Your goal:
Without any of its pictures, the listing below should be output exactly.

(Data shown)

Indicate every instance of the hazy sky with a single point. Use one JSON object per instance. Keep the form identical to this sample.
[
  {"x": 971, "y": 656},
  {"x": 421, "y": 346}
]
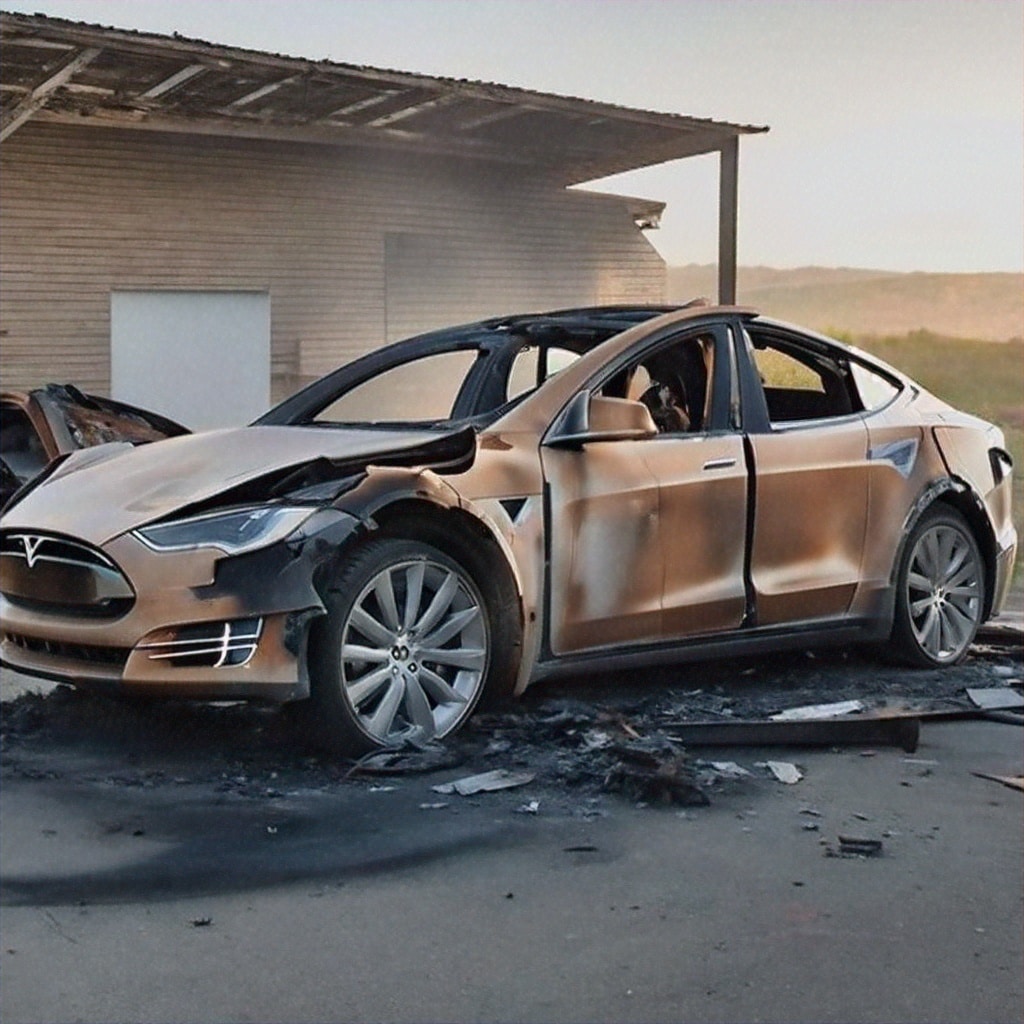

(End Data shown)

Completed task:
Indicate every instance of the hazy sky with a single point. Use one JSON object per instance. Keep the form identical to this sample.
[
  {"x": 971, "y": 656},
  {"x": 421, "y": 346}
]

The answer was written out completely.